==== Task data

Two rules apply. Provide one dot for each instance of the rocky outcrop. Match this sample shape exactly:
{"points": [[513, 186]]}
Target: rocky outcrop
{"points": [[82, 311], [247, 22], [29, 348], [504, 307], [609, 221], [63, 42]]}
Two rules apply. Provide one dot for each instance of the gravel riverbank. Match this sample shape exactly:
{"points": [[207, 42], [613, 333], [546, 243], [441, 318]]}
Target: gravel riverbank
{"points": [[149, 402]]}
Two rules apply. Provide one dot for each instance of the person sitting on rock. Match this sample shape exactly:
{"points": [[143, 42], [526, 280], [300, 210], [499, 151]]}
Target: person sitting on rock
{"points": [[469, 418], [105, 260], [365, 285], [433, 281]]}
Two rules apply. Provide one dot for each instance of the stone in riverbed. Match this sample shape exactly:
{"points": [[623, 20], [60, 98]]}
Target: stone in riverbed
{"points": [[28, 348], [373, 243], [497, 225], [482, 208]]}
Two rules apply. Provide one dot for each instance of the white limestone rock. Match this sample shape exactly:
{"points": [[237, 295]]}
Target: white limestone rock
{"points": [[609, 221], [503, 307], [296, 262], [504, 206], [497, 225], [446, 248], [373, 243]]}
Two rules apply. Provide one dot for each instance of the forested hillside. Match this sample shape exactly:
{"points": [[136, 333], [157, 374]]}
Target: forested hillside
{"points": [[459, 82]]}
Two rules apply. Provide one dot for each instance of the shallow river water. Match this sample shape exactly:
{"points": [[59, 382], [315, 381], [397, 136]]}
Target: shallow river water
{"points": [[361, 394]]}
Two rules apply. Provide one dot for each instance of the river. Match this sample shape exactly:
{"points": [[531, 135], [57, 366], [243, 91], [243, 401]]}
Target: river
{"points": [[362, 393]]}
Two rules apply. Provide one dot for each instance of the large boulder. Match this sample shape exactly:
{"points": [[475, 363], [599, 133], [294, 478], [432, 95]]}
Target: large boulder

========

When a line in the data contains "exactly", return it as written.

Two rules apply. Provide one dot for each instance of the rocky outcrop. Match this sample shape exactly:
Two rules apply. Provide one dot for each instance of the gravel riverbank. Match this sample shape exactly:
Two rules apply. Provide one dot for each instance of the person sitting on rock. Match this sample shape exactly:
Two rules apply. Provide one dot for each instance of the stone in riverbed. Match this sample shape exactly:
Two rules apply. Provide one dot for each instance of the white limestone rock. Match this sample shape exactly:
Two rules apply. Provide one dot for each instance of the forested hillside. Match this sample shape exactly:
Two rules apply. Provide one dot for each instance of the shallow river water. Match this sample shape exactly:
Two rules apply. Provide one dot for each instance of the river. Match this sample shape exactly:
Two rules apply. Provide one dot for each instance of the large boulder. Match this sample shape exactly:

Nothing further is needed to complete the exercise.